◆ TASK DETAILS
Copy out the text of every item below line for line, without changing anything, and leave the pictures out.
────────────────────
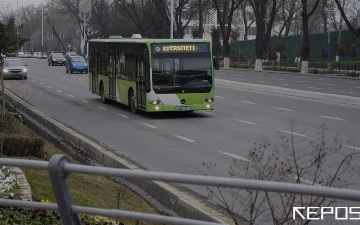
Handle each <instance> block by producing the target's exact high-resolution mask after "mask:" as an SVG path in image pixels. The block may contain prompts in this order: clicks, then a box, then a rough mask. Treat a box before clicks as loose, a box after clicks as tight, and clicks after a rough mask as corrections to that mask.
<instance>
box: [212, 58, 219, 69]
mask: <svg viewBox="0 0 360 225" xmlns="http://www.w3.org/2000/svg"><path fill="white" fill-rule="evenodd" d="M213 63H214V69H215V70H219V69H220V65H219V58H217V57H215V58H213Z"/></svg>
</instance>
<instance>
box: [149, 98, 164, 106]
────────────────────
◆ RESPONSE TO THE EXERCISE
Handle each <instance> block by producing the target's exact high-resolution mask after "mask:" as an SVG path in image pixels. The block may contain prompts in this order: clicks, then a box, then a rough mask. Treat a box before clicks as loose, a box after clicks as tight, and clicks after a rough mask as corrections to that mask.
<instance>
box: [212, 58, 219, 69]
mask: <svg viewBox="0 0 360 225" xmlns="http://www.w3.org/2000/svg"><path fill="white" fill-rule="evenodd" d="M213 63H214V69H215V70H219V69H220V65H219V58H217V57H215V58H213Z"/></svg>
</instance>
<instance>
box: [149, 98, 164, 106]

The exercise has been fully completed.